TEXT SEGMENT:
The impact of organizational culture on performance
ANGELA SINICKAS: Developing surveys to measure the impact of corporate culture
Corporate culture can help drive business results, but it takes a cultural audit to differentiate which elements of
the culture can lead to superior performance.
Angela Sinickas conducts employee engagement surveys that are specifically designed to measure the correlation between employee behaviors and attitudes that define an organization’s culture and its financial results. “The key is to ask the right questions,” she says. The questions are developed in two categories: behaviors defining outcomes with financial value and behaviors and attitudes describing inputs that could affect those outcomes.
Two categories of survey questions
1. The first category of questions measures positive behavioral outcomes that the organization needs in order to succeed. Some of these have immediate financial value, such as employees’ ratings of their own productivity or intention to stay with the organization. Other outcome questions are harder to quantify financially, such as self-ratings of employees’ commitment to help the company succeed or the likelihood of recommending their organization as a great employer to their friends. However, all these are specific employee behaviors that define an engaged workforce and will lead to better financial results.
2. The second category of survey questions measures the current extent of cultural factors likely to contribute to those positive outcomes. Obviously these have to be tailored to the type of work the organization does. Some examples are, “To what extent do you feel you have the opportunity to provide upward information or
feedback?” or “To what extent are people treated with respect?”
Identifying key variables
The entire process depends on identifying the key outcome questions and the potential cultural variables at a
specific organization that might lead to those outcomes. Sinickas’ methodology begins with qualitative research in order to identify the unique characteristics for each organization that help to drive business performance and achieve results.
• Executive interviews. Start by asking executives what behavioral outcomes they want to see and what they
think makes working at this place special. What goes into making people more focused, more productive and
more committed to quality or customers?
• Employee focus groups. The next step is to ask employees the same questions. Give them the opportunity to
say in their own words what factors they think drive the company’s success. Ask why they either want to be there or what changes would increase their commitment to the company’s success. Getting people to discuss open-ended questions such as, “What makes working for this company better than working for your last company?” or “Why did you choose to work at this company rather than our competitors?” reveals the value adding characteristics of the culture.
In addition to using this qualitative research, a cultural survey should also incorporate survey questions measuring the extent to which the company’s stated mission, vision and values are reflected in current management and employee behaviors. “That’s how the company is saying what it’s all about, so you can measure whether management and staff are living up to the company’s stated values,” says Sinickas. For example, one merged corporation had launched its new mission and values with a big splash. Many employees asked during meetings how the company would know if and when it was fulfilling the mission and values. Sinickas measured this by structuring a cultural survey around these stated values. The survey was divided into sections, using the three parts of the mission and the values as headlines so employees would visibly connect the survey with the mission and values. Each section included behavior questions related to a particular value. “The hardest section was coming up with questions for the value of ‘sense of humor.’ We had to decide whether to have serious or funny questions about humor.”

RECORD EXCERPTS:
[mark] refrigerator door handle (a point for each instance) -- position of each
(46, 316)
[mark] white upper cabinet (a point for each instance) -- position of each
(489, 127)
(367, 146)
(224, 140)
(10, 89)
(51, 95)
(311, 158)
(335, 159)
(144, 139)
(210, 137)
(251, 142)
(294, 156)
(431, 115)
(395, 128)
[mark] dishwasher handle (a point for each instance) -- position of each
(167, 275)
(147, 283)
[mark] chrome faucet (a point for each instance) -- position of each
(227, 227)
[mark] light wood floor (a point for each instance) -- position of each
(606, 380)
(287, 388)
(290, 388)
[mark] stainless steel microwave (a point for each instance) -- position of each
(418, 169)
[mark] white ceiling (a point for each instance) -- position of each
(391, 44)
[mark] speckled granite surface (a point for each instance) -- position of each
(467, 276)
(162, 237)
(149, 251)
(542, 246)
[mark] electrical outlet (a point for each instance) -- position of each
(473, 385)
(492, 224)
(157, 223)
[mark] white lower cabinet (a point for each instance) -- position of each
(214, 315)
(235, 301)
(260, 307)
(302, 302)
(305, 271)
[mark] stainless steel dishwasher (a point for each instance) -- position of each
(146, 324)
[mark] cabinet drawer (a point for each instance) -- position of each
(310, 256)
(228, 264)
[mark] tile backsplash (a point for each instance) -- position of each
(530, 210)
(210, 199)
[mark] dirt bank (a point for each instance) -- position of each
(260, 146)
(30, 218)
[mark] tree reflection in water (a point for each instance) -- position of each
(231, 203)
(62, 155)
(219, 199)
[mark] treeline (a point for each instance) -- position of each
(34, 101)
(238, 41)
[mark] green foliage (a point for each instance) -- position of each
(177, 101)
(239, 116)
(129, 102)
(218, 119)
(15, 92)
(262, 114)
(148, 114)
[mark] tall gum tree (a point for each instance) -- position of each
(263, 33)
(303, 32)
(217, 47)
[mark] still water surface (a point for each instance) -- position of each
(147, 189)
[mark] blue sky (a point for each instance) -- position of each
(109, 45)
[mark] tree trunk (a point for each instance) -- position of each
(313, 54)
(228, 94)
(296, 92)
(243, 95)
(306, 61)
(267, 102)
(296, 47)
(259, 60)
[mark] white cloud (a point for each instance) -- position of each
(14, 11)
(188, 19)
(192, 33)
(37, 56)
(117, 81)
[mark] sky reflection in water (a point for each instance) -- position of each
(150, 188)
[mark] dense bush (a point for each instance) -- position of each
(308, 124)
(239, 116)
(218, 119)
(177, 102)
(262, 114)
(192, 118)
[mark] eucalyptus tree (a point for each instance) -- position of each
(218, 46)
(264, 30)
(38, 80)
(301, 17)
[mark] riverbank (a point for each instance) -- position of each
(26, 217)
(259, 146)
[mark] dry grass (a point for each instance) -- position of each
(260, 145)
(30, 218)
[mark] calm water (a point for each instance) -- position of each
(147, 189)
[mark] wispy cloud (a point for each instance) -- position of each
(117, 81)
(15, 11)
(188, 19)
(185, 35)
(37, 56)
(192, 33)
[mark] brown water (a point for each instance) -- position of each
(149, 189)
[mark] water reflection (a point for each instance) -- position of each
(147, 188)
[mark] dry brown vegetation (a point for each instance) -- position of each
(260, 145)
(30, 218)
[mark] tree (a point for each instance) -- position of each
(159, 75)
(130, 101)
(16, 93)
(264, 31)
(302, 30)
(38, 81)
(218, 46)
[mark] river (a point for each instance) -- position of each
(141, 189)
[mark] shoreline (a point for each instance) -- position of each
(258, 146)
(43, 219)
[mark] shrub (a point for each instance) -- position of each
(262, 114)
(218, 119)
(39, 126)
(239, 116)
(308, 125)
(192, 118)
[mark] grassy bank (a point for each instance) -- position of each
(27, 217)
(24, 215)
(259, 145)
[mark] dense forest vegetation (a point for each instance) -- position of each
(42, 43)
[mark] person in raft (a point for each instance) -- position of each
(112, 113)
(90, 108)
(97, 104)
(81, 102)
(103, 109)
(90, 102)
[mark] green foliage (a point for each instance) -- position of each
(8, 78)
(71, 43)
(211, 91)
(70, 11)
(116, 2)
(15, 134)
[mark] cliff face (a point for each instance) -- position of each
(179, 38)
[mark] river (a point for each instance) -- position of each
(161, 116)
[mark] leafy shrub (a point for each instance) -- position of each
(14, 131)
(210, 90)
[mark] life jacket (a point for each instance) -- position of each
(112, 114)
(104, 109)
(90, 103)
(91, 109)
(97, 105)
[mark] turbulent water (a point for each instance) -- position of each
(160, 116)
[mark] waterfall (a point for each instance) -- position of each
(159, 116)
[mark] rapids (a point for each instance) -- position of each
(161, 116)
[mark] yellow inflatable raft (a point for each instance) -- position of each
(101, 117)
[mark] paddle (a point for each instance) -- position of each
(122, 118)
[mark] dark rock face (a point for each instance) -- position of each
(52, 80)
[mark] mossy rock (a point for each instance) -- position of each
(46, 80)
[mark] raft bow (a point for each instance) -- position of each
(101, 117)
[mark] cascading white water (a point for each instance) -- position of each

GOAL OF THE EXERCISE: Reproduce the article on measuring corporate culture word for word, everything from "Two categories of" down to "better financial results.".

ANSWER TO THE TASK:
Two categories of survey questions
1. The first category of questions measures positive behavioral outcomes that the organization needs in order to succeed. Some of these have immediate financial value, such as employees’ ratings of their own productivity or intention to stay with the organization. Other outcome questions are harder to quantify financially, such as self-ratings of employees’ commitment to help the company succeed or the likelihood of recommending their organization as a great employer to their friends. However, all these are specific employee behaviors that define an engaged workforce and will lead to better financial results.